═══ DOCUMENT EXCERPT

EDs were diagnosed based on a clinical evaluation according to DSM-5 criteria [1]. BMI < 18.5, 15.0–15.99, and < 15.0 were applied as the inclusion criteria for AN, severe AN and extreme AN, respectively. The Mini International Neuropsychiatric Interview (version 6.0) [4] was used to screen for comorbid psychiatric disorders at baseline. At baseline the patients also completed the Norwegian versions of the Eating Disorder Examination Questionnaire version 6.0 [5] and the Clinical Impairment Assessment Questionnaire [6].

A physician assessed the patients before they received healthcare at the DED. Healthcare was overseen by an experienced medical specialist (S.F.).

CBT-E was performed as described in detail in the complete treatment manual [5] and in previous publications on DED treatment [3]. The patients did not receive any other ED psychotherapy while they were receiving CBT-E.


All statistical analyses were conducted using SPSS statistical package version 26.0 and R version 3.6.0 [7]. Wilcoxon rank sum test was conducted to compare the BMI at baseline, at the end of treatment (EOT) and at 1 year after the EOT. Cohen’s f effect sizes for within-sample changes in BMI from baseline to end of treatment were calculated, with values of above 0.4 representing large effect size [8].


The sociodemographic background and ED characteristics of the enrolled patients are presented in Table 1. The mean baseline BMI of the overall cohort was 14.8.

══════

WHAT THE TASK ASKS>
Extend the excerpt on treating anorexia nervosa with CBT-E, starting after its last sentence about the cohort's mean baseline BMI.

═══ GIVEN RECORDS

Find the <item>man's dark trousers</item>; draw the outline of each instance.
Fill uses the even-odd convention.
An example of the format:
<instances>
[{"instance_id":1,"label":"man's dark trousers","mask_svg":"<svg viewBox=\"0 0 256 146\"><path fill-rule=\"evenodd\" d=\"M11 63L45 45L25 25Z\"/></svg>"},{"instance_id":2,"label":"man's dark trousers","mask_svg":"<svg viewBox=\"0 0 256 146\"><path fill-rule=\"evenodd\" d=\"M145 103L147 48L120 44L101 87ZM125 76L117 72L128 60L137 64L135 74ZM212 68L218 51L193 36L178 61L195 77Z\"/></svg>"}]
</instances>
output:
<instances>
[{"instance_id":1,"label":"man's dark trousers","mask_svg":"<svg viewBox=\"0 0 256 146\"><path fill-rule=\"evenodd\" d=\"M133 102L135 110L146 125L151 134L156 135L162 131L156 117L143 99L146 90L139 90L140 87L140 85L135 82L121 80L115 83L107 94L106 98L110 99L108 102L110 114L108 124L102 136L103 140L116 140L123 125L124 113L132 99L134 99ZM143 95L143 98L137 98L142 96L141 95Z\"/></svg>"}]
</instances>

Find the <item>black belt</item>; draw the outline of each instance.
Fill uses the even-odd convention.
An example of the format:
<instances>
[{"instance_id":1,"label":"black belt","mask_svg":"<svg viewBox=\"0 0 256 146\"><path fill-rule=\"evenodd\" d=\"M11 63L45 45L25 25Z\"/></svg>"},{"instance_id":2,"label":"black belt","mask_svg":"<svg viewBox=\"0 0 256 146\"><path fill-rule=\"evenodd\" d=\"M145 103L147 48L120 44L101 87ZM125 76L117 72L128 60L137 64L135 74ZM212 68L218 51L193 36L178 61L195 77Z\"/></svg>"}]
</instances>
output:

══════

WRITTEN REPLY>
Table 1 Characteristics of 21 consecutive patients starting enhanced cognitive behaviour therapy (CBT-E) for anorexia nervosa

Nearly half of the 21 patients who started the treatment (n = 10, 47.6%) completed it (completers); the remaining 11 (52.4%) ended treatment prematurely (non-completers). Completers and non-completers were similar in age, BMI, number of years with an ED, rate of psychiatric comorbidity, number of previous ED treatment attempts and living situation (as listed in Table 1).

Outcomes among completers

The mean BMI values at baseline, EOT and 1 year after the EOT for the ten completers are shown in Table 2. There was a significant weight gain at EOT (Wilcoxon rank sum test: p = 0.0019), and the effect size for this change was large (Cohen’s f = 0.63).

Table 2 BMI of completers and non-completers

The percentage of completers achieving BMI ≥ 18.5 was 80% at EOT. The mean duration of CBT-E was 14.6 (SD 8.2) months (median, 13.2 months), and the mean number of sessions was 60.9 (SD 28.5) (median, 66.0).

Weight data 1 year after the EOT was available for all completers. There was no significant difference between BMI at EOT and BMI 1 year after the EOT for completers (Wilcoxon rank sum test: p = 0.59). At the 1-year follow-up, 80% of completers had BMI ≥ 18.5.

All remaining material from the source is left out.